_Required work_
Extract each line from the rows below that contains the string "clicks", and copy it.

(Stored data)
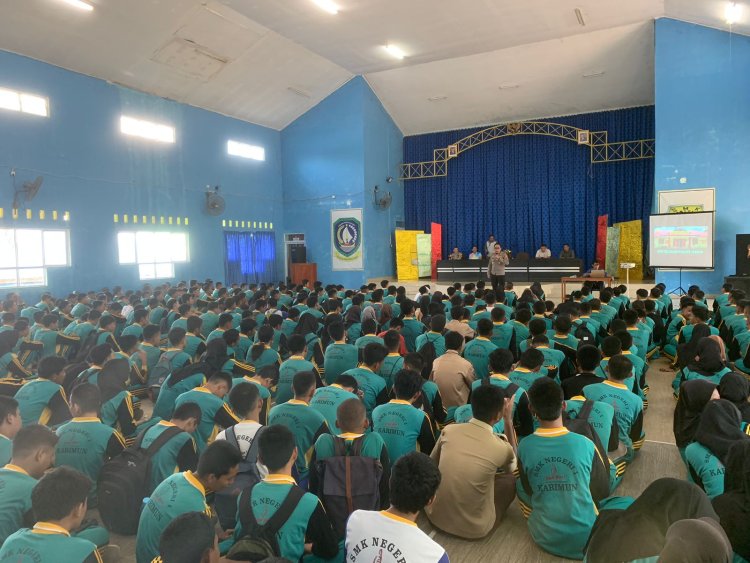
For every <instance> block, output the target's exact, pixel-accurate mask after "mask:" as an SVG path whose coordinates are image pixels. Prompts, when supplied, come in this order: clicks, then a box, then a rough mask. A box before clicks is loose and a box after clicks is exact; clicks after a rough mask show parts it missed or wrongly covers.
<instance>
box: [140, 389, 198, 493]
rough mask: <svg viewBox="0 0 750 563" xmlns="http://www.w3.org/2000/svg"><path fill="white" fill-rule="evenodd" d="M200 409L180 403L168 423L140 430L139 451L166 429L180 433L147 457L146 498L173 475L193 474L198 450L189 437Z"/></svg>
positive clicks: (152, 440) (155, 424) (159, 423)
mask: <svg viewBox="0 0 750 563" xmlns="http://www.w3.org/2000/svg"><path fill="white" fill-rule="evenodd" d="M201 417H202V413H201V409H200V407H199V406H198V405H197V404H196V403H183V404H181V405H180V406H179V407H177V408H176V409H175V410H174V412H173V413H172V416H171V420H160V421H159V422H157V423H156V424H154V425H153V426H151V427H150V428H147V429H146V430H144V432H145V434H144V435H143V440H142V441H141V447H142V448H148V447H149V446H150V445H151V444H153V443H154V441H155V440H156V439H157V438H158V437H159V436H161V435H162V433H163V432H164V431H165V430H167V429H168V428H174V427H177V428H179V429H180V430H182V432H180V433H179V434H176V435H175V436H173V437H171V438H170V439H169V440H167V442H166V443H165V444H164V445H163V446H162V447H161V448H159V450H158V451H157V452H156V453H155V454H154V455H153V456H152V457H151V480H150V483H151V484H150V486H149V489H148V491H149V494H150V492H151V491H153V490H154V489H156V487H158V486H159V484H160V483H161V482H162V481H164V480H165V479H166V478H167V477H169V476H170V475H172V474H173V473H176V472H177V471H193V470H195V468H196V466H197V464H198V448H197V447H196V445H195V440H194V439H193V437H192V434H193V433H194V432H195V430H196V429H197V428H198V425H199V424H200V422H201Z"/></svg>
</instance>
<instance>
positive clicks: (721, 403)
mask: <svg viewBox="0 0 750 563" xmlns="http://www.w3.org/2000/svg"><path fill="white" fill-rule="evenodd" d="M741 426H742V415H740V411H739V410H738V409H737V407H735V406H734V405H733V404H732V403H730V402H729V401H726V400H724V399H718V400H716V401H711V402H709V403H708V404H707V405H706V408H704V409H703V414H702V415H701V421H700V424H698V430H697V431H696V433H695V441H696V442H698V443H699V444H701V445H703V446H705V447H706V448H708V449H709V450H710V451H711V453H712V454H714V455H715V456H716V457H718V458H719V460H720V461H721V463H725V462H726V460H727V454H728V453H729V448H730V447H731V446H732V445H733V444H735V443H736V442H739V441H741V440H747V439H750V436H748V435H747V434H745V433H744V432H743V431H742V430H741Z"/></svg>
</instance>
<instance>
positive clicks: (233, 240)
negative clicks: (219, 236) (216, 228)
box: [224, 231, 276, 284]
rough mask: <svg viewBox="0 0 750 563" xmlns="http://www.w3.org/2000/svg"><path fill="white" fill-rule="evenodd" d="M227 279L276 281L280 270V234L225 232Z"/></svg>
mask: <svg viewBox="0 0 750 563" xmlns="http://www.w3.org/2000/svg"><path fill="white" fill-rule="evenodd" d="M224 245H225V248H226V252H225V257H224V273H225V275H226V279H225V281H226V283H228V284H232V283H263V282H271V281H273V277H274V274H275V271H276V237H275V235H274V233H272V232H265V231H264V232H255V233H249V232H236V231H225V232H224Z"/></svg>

_Response to this exercise_
For every <instance> block, output the target's exact, pixel-accurate mask after "mask:" as an SVG path whose coordinates are image pixels. Prompts, when supplied, come in this order: clicks, then a box, then a rough mask. A box before clicks is loose and a box after clicks is exact; clicks after a rough mask show parts it missed or wrongly covers.
positive clicks: (152, 440) (155, 424) (159, 423)
positive clicks: (721, 403)
positive clicks: (233, 240)
negative clicks: (219, 236) (216, 228)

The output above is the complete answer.